▶ _What to do_:
Lay out every line of the items below as a numbered list, omitting any blank lines.

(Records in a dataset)
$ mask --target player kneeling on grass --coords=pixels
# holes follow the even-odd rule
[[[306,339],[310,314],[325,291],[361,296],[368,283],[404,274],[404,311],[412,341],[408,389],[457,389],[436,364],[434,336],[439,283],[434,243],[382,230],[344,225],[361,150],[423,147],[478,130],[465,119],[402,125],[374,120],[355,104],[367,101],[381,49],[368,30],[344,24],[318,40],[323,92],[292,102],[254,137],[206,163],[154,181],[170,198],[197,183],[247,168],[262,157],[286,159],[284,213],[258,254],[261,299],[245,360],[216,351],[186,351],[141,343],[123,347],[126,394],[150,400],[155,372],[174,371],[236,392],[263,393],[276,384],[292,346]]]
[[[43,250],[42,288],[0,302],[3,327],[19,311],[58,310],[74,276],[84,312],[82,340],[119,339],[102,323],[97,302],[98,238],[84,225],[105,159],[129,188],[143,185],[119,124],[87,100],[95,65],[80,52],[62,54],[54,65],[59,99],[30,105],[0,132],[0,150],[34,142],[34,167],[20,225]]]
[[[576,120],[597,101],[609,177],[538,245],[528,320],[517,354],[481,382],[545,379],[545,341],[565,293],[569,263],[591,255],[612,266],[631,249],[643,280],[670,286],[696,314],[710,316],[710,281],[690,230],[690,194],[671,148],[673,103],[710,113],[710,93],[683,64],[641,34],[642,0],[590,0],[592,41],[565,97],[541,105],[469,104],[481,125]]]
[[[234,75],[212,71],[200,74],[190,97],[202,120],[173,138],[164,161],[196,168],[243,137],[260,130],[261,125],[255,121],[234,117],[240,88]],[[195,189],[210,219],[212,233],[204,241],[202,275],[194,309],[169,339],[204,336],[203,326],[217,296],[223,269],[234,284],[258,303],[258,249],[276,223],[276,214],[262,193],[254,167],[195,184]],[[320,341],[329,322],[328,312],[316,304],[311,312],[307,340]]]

▶ _Answer_:
1. $ mask --target player kneeling on grass --coords=pixels
2. # holes follow the even-odd rule
3. [[[306,339],[310,314],[325,291],[361,296],[368,283],[404,274],[404,311],[412,341],[408,389],[457,389],[436,364],[434,336],[439,283],[434,243],[382,230],[344,225],[361,150],[423,147],[478,130],[465,119],[402,125],[374,120],[355,104],[367,101],[381,49],[368,30],[344,24],[318,40],[323,92],[292,102],[254,137],[206,163],[154,181],[170,198],[197,183],[247,168],[262,157],[286,159],[284,213],[258,254],[261,299],[245,360],[216,351],[186,351],[141,343],[123,347],[126,394],[150,400],[155,372],[174,371],[236,392],[263,393],[276,384],[292,346]]]
4. [[[43,250],[42,288],[0,302],[3,327],[19,311],[58,310],[74,276],[84,312],[82,340],[119,339],[102,323],[97,302],[98,238],[84,225],[105,159],[129,188],[143,185],[119,124],[87,100],[95,65],[80,52],[62,54],[54,65],[59,99],[30,105],[0,132],[0,150],[34,142],[34,167],[20,225]]]
5. [[[576,120],[597,101],[609,177],[538,245],[528,320],[517,354],[481,382],[545,379],[545,341],[565,293],[569,263],[591,255],[612,266],[631,249],[643,280],[670,286],[696,314],[710,316],[710,281],[690,230],[690,194],[671,148],[673,103],[710,113],[710,93],[683,64],[641,34],[642,0],[590,0],[592,41],[565,97],[541,105],[469,104],[481,125]]]
6. [[[234,75],[212,71],[200,74],[190,97],[202,120],[173,138],[164,161],[196,168],[243,137],[260,130],[261,125],[255,121],[234,117],[240,88]],[[195,189],[210,219],[212,233],[204,241],[202,275],[194,309],[169,339],[204,336],[203,326],[217,296],[223,269],[234,284],[258,303],[258,249],[276,223],[276,214],[262,193],[254,167],[195,184]],[[320,341],[329,322],[328,312],[316,304],[311,312],[307,340]]]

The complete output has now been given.